--- TEKS BACAAN ---

::::

Sabtu, 23 Februari 2013

Mengelola Serikat Pekerja dalam Lingkungan Industrial Relations yang Berubah


Bagaimana serikat pekerja telah berubah di Indonesia saat ini, dibanding masa Orde Baru? Apakah menjadi semakin sulit dikelola karena telah bertambah jumlah maupun ukurannya atau masih terkendali selama pemerintah dan manajemen korporasi mampu berkolaborasi dengan mereka?
Dengan adanya Keputusan Menteri No. 5 tahun 1998 mengenai pendaftaran serikat buruh, maka hal itu menandai berakhirnya SPSI sebagai serikat pekerja tunggal. Di bawah pemerintahan Presiden Habibie, Indonesia meralat Konvensi ILO no. 87 tentang kebebasan membentuk serikat pekerja dan hal itu kemudian diikuti oleh keluarnya Undang-Undang No. 21 tahun 2000 yang mengatur antara lain pembentukan, keanggotaan, pendaftaran, hak dan tanggung jawab serta keuangan serikat pekerja. Sejak keluarnya Undang-undang No. 21 tersebut, jumlah serikat pekerja pun bertumbuh pesat. Menurut data Ditjen PHI dan Jamsostek Depnakertrans tahun 2009, terdapat 3 konfederasi serikat pekerja dan 91 federasi serikat pekerja (sumber: Hukum online).


Pada era Orde Baru, hanya ada satu serikat pekerja yang diakui dan dikontrol oleh pemerintah; yaitu FSPSI (Federasi Serikat Pekerja Seluruh Indonesia). Ini adalah cara pemerintah untuk merespon pada persyaratan ILO agar mengijinkan adanya serikat pekerja. Selain serikat pekerja tunggal ini, pemerintah juga membolehkan serikat pekerja non afiliasi pada tingkat korporasi. Meskipun begitu, dengan hanya organisasi tunggal dan non afiliasi, serikat pekerja ini tidak efektif dalam memobilisasi dan membangun kekuatan yang cukup untu mengusahakan perbaikan kesejahteraan pada anggotanya.
Tetapi kini setelah keluarnya UU No. 21 tahun 2000, ada kebebasan yang lebih besar dan lebih mudah untuk membangun serikat pekerja dalam perusahaan; hanya perlu 21 hari untuk membentuk serikat asal semua persyaratan telah dipenuhi sesuai UU No. 21. Selain itu, UU tersebut juga mengijinkan lebih dari satu serikat pekerja dalam satu perusahaan dan dengan Keputusan Pengadilan Konstitusi No 115/PUU – VII/2009, mengijinkan serikat pekerja minoritas untuk membentuk koalisi (bila diperlukan) dan mengambil bagian dalam negosiasi Collective Labour Agreement (CLA), dimana sebelum itu mereka tidak diikutsertakan dalam negosiasi.

::::

--- DAFTAR TUGAS ---
a – Ganti nama "Orde Baru" menjadi "masa pemerintahan lama" dalam tulisan tentang serikat pekerja, lalu tuliskan kembali seluruh bagiannya mulai dari "Sabtu, 23 Februari" hingga "berkolaborasi dengan mereka?".
b – Menurut tulisan tentang serikat pekerja, berapa lama waktu yang dibutuhkan untuk membentuk serikat pekerja dalam perusahaan sejak keluarnya UU No. 21 tahun 2000?
c – Lanjutkan tulisan tentang serikat pekerja dari kalimat terakhir yang tersedia.
Catatan-catatan ini diambil dari sumber lain, bukan dari tulisan tentang serikat pekerja.

--- CATATAN DATA ---
::::

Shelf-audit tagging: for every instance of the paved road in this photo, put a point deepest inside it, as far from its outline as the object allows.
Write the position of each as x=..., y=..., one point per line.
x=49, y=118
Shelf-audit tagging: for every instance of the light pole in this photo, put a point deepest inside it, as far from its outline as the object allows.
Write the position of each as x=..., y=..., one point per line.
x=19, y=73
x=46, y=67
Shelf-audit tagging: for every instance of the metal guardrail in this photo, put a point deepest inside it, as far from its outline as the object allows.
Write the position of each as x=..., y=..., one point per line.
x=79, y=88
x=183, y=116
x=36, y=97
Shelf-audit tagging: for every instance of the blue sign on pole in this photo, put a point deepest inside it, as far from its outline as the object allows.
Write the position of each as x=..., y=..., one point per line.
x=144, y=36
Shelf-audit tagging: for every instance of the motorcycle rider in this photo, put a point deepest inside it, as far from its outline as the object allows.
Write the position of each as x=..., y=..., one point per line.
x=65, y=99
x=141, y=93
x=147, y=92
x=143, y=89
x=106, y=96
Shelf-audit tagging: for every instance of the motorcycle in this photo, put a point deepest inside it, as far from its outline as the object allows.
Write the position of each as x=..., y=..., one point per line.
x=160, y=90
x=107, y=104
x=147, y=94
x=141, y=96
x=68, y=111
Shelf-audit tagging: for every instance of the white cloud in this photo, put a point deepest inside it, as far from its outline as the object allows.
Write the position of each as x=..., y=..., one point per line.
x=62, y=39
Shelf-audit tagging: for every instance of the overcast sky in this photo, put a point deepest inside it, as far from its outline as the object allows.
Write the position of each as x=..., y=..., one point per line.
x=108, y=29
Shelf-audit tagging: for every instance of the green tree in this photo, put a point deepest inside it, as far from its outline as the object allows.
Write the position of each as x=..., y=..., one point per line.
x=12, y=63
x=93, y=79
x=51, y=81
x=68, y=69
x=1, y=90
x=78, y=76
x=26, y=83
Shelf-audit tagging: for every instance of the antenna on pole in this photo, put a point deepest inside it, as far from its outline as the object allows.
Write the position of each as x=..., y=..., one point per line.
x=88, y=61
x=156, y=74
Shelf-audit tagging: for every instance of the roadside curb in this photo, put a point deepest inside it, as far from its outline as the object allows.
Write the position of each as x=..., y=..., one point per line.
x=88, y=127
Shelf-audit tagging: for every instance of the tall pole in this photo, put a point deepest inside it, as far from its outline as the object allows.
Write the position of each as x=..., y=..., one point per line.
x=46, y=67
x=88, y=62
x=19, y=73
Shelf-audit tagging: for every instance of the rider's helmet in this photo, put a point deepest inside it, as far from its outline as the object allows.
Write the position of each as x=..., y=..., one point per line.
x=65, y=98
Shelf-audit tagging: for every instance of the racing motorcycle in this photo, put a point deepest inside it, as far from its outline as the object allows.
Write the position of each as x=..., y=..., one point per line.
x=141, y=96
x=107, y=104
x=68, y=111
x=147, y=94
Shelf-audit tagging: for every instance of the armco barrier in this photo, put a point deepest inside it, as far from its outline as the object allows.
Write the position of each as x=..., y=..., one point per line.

::::

--- JAWABAN TERTULIS ---
a –
Sabtu, 23 Februari 2013

Mengelola Serikat Pekerja dalam Lingkungan Industrial Relations yang Berubah


Bagaimana serikat pekerja telah berubah di Indonesia saat ini, dibanding masa masa pemerintahan lama? Apakah menjadi semakin sulit dikelola karena telah bertambah jumlah maupun ukurannya atau masih terkendali selama pemerintah dan manajemen korporasi mampu berkolaborasi dengan mereka?

b – Hanya 21 hari, asalkan semua persyaratan dalam UU No. 21 telah dipenuhi.

c –
Dewasa ini, sering ditemui adanya lebih dari satu serikat pekerja dalam satu perusahaan dan adanya anggota serikat dari level manajerial dan supervisor dan bahkan staf dalam fungsi HR adalah anggota serikat pekerja. Sebuah grup atau holding company dengan banyak cabang akan memiliki beberapa serikat pekerja yang harus diurus dan tidak mengherankan bila perusahaan seperti itu pada akhirnya bernegosiasi CLA terus-menerus sepanjang tahun dengan serikat pekerja yang berbeda-beda dalam organisasinya yang besar.
Pemerintah dalam beberapa kesempatan telah mengklaim berhasil meningkatkan kesejahteraan sosial para buruh seperti membangun perumahan murah dan memberi layanan rumah sakit yang terjangkau serta mengurangi income kena pajak menjadi Rp 2,000,000. Lebih dari itu, Keputusan Menteri No 16, 2011 mengijinkan adanya perwakilan karyawan, bila tidak ada serikat pekerja dalam korporasi, untuk memberikan masukan dan rekomendasi terhadap isi peraturan perusahaan.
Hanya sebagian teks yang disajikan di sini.